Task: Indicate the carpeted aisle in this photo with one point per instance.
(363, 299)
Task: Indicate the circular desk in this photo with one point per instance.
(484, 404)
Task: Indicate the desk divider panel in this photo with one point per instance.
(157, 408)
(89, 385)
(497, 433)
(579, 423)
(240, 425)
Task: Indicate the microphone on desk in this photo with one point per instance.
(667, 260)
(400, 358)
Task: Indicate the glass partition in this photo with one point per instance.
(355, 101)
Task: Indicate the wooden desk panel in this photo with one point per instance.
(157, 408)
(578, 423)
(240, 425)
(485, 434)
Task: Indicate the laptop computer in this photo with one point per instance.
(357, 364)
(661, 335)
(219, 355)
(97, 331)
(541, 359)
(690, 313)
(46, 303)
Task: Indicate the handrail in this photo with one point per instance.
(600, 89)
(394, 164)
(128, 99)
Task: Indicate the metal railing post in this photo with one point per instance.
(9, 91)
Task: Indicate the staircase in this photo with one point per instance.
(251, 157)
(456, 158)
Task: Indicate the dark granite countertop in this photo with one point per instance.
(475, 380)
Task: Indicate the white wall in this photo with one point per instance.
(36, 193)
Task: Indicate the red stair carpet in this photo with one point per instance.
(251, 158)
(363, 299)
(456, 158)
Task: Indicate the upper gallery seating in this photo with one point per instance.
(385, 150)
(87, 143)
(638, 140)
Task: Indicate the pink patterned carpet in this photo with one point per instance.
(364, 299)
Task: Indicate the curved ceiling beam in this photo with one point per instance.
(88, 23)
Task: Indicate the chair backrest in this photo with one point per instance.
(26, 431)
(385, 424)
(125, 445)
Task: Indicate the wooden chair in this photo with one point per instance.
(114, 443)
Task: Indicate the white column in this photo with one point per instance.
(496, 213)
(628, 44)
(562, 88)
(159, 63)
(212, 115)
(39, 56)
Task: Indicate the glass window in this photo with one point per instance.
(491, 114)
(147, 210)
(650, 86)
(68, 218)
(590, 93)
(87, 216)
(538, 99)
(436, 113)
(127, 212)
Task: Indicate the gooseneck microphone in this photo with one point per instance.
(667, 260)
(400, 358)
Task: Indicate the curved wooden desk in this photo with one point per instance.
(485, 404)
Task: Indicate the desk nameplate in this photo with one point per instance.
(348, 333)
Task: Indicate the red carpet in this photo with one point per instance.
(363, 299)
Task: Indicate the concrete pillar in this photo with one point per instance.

· · · ·

§ What the task requires: Change "handrail" to "banister" in all the lines above and write them out again, leaving everything else as it is.

§ The answer:
Task: Indicate the carpeted aisle in this photo with one point per instance.
(363, 299)
Task: Indicate the circular desk in this photo with one point per instance.
(484, 404)
Task: Indicate the desk divider panel in this photo with one point per instance.
(157, 408)
(89, 385)
(497, 433)
(579, 423)
(240, 425)
Task: Indicate the microphone on desk in this photo with one point per instance.
(667, 260)
(400, 358)
Task: Indicate the glass partition in this photo with one point per instance.
(355, 101)
Task: Indicate the wooden desk panel in this photo with one point per instance.
(157, 408)
(578, 423)
(240, 425)
(485, 434)
Task: Indicate the laptop computer in this photo with one point per instance.
(357, 364)
(661, 335)
(219, 355)
(97, 331)
(541, 359)
(690, 313)
(46, 303)
Task: Indicate the banister in this photo with one point per instance.
(600, 89)
(394, 164)
(128, 99)
Task: Indicate the metal railing post in this photo with one point per instance.
(9, 91)
Task: Indicate the staircase in this photo with one point per instance.
(251, 157)
(456, 158)
Task: Indicate the dark granite countertop in this photo with one point per instance.
(475, 380)
Task: Indicate the white wall in this photo with one point per instance.
(36, 193)
Task: Indicate the red stair carpet in this photo with one point per instance.
(251, 158)
(363, 299)
(456, 158)
Task: Indicate the upper gallery seating in this photo with one point per instance.
(385, 150)
(87, 143)
(638, 140)
Task: Indicate the pink patterned carpet in this photo with one point per instance.
(364, 299)
Task: Indicate the curved ceiling beam in this photo with one point per instance.
(88, 23)
Task: Indicate the chair backrest in this photo with one point per instance.
(26, 431)
(385, 424)
(125, 445)
Task: Indicate the wooden chair in this photo with one point per instance.
(114, 443)
Task: Indicate the white column in this photo with one point per instance.
(496, 213)
(628, 44)
(562, 88)
(159, 63)
(212, 115)
(39, 56)
Task: Indicate the glass window in this photo with one point per instance.
(491, 114)
(147, 210)
(650, 86)
(68, 218)
(590, 93)
(87, 216)
(538, 99)
(436, 113)
(127, 212)
Task: Indicate the gooseneck microphone in this photo with one point per instance.
(667, 260)
(400, 358)
Task: Indicate the curved wooden desk in this photo with one point per instance.
(485, 404)
Task: Indicate the desk nameplate in this photo with one point per instance.
(348, 333)
Task: Indicate the red carpet in this photo with one point per instance.
(363, 299)
Task: Indicate the concrete pillar in this photo with one point per instance.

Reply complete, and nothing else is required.